GIVEN TASK 1 | Swap "window" for "skylight" in the entries and write out again the lines from the start of the entries through the line holding "[(214, 134), (429, 129), (296, 130)]", inclusive, with everything else unchanged.
------ SELECTED TEXT ------
In a plane, the intersection of two perpendicular lines, one horizontal and the other vertical, defines a reference point or origin for the plane. The head of each arrow in the plane has coordinates. Ordered pairs of vertical and horizontal coordinates, ordinates and abscissa, can be employed to add arrows together or find the position of the head of their sum, when the tails of the vectors in the sum are both located at the origin. This gives a fourth  method for arrow addition given by the addition of coordinates. This method is very similar to the third method for addition with components. Here is another technical observation with little motivation except for consequences that will follow.

The next figure shows each vector as a sum of components.  We assume the vector heads are located at [a,b] and [c,d].  Each vector from the origin may be defined (or drawn) by giving the location of its head.

wpe1B.gif (3319 bytes)

The next step is to arrive at a formula for vector addition in  terms of the coordinates [a,b] and [c,d] of the head locations of the vectors or summands in this vector addition.

wpe1D.gif (7585 bytes)
------ TASK DATA ------
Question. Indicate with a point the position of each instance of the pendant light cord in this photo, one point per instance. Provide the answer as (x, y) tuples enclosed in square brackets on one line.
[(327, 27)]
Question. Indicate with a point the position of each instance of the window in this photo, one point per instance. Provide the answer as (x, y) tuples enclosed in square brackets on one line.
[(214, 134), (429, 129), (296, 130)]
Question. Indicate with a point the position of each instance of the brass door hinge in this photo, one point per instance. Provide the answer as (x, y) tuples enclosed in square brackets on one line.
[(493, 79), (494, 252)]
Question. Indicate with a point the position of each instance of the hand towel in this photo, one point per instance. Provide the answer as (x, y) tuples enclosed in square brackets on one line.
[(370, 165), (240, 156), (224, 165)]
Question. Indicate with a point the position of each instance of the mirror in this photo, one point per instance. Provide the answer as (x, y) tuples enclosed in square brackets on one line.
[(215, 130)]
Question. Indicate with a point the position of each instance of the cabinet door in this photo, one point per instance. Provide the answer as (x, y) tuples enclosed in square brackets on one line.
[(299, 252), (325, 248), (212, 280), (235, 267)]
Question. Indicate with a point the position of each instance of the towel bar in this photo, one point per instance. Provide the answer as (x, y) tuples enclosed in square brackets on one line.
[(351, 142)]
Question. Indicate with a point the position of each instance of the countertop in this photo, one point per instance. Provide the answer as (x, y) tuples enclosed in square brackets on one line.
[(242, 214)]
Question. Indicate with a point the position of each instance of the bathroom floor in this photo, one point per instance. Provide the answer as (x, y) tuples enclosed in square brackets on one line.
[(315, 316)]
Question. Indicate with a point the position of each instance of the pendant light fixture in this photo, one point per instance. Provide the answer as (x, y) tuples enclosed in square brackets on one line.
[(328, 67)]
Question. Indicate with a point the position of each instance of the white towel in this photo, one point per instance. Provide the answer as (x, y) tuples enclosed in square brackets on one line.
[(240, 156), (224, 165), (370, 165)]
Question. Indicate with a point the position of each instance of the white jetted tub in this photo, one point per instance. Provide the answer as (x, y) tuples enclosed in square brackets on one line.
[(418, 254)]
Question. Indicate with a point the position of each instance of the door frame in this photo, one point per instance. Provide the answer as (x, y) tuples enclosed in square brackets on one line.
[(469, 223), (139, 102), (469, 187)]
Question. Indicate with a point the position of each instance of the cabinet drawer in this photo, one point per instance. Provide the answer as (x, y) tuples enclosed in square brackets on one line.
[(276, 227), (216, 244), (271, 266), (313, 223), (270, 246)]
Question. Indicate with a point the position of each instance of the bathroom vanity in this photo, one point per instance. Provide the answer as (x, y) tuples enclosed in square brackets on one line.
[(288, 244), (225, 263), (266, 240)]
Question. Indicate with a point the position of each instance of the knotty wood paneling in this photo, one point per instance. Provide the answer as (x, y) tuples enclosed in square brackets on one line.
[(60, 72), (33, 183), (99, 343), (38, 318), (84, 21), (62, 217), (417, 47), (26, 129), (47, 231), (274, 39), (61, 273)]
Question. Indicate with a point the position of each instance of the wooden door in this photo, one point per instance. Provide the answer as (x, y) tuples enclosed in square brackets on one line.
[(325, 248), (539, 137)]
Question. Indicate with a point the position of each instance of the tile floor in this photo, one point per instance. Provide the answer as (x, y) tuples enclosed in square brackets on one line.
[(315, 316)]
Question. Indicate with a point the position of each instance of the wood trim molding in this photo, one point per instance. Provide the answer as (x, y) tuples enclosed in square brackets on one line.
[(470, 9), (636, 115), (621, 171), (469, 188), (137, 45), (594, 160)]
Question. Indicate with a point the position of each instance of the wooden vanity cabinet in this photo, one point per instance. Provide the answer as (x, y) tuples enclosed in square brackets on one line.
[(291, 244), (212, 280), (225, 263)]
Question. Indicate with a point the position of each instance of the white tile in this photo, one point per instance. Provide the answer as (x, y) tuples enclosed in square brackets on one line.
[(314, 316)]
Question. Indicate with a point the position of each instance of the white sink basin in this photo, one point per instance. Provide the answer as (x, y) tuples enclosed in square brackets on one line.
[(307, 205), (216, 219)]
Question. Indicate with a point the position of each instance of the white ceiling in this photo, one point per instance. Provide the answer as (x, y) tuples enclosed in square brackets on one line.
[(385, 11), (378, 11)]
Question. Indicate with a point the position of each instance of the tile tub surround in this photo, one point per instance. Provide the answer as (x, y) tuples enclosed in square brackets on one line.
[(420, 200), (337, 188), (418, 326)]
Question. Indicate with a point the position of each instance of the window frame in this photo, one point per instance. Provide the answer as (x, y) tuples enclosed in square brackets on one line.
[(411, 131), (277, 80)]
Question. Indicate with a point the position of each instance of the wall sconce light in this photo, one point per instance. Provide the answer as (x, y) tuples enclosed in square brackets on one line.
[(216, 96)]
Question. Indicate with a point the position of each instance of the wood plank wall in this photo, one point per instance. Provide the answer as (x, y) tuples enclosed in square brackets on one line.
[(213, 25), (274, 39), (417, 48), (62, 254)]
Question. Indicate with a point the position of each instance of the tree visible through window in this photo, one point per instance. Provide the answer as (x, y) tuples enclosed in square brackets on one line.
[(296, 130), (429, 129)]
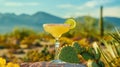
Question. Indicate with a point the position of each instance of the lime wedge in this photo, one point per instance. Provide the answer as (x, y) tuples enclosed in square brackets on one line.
[(71, 22)]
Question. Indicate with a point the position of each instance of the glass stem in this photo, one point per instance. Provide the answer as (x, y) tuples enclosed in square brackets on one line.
[(57, 44)]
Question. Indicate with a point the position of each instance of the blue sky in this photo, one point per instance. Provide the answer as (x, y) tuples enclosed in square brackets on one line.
[(62, 8)]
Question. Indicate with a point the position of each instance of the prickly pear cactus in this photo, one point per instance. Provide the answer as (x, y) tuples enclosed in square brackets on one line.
[(69, 54)]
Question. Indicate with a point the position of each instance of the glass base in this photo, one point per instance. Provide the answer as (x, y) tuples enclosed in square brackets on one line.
[(57, 62)]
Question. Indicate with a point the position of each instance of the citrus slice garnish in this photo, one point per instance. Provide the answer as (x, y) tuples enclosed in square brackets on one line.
[(71, 22)]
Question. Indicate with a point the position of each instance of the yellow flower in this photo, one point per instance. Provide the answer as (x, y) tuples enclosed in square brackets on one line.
[(2, 61), (10, 64)]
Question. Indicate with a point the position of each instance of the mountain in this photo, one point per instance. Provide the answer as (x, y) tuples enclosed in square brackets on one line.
[(8, 21)]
------
GIVEN TASK 2 | In the text on vector addition, at which coordinates are the vector heads assumed to be located?

CORRECT ANSWER 1 |
Question. Indicate with a point the position of each instance of the pendant light cord in this photo, one point per instance. Provide the answer as (x, y) tuples enclosed in square brackets on one line.
[(327, 27)]
Question. Indicate with a point the position of each instance of the skylight in this photo, one point per instance. Provide the answer as (x, y) tuples enclosed in square brackets on one line.
[(214, 134), (429, 129), (296, 130)]

CORRECT ANSWER 2 | At [a,b] and [c,d].